Records taken from a collection:
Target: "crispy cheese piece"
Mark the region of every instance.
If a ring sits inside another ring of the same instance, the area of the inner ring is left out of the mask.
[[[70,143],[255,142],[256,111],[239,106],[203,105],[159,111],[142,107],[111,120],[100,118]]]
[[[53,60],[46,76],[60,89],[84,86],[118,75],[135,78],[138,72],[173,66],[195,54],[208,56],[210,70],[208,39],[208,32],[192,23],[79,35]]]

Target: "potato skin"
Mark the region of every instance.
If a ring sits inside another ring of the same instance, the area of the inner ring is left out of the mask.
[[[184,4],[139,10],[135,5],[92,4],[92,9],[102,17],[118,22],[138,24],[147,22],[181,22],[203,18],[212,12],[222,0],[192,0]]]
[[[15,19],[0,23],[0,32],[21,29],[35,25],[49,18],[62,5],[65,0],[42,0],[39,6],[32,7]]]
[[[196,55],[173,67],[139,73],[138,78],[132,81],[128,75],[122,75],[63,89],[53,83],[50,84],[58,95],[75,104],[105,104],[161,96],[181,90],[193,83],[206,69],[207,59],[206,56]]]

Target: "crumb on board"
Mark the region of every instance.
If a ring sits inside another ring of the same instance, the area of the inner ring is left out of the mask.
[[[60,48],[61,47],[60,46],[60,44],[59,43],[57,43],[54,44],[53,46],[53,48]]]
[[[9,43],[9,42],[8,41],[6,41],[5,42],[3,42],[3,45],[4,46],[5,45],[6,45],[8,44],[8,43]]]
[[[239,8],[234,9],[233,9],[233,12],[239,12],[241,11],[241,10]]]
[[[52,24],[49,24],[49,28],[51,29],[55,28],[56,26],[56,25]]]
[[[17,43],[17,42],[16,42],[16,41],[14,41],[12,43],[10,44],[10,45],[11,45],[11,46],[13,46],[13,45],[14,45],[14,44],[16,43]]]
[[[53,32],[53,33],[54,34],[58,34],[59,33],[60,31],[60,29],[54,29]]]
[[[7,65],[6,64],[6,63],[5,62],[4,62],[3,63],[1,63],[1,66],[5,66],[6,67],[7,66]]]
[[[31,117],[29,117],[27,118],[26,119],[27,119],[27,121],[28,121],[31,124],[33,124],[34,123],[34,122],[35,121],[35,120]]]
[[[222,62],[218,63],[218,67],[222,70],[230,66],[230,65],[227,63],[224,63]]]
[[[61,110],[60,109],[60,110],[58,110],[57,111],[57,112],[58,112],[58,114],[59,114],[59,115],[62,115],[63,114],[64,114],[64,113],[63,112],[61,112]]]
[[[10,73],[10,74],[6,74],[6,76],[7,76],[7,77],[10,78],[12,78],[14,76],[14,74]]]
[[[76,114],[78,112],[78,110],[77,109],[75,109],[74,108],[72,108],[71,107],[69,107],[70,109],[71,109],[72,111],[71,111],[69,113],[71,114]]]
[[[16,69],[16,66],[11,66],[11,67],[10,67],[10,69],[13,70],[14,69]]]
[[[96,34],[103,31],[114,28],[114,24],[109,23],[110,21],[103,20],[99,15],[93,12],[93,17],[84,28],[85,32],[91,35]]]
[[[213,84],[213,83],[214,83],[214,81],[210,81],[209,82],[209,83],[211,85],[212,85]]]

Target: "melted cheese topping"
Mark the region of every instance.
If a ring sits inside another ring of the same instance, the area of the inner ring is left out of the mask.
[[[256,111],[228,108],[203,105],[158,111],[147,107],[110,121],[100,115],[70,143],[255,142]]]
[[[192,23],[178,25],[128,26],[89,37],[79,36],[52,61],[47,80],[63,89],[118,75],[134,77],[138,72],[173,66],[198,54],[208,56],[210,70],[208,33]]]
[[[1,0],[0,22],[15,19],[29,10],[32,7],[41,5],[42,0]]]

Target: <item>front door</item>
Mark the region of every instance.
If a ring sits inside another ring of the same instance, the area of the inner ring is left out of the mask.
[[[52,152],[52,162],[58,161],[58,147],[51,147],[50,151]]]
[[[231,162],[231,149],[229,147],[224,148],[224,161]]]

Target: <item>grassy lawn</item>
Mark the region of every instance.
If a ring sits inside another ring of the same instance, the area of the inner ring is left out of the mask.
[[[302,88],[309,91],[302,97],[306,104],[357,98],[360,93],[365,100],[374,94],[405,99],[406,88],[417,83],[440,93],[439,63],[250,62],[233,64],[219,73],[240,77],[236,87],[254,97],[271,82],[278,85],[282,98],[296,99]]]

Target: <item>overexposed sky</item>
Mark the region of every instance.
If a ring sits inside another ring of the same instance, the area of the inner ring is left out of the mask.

*Exercise brief*. Which lines of the material above contain the string "Target", matching case exactly? Copy each such line.

*Problem solution*.
Target: "crispy cheese piece"
Target: "potato skin"
Target: "crumb on board"
Target: "melted cheese topping"
Target: <item>front door</item>
Target: <item>grassy lawn</item>
Target: <item>overexposed sky</item>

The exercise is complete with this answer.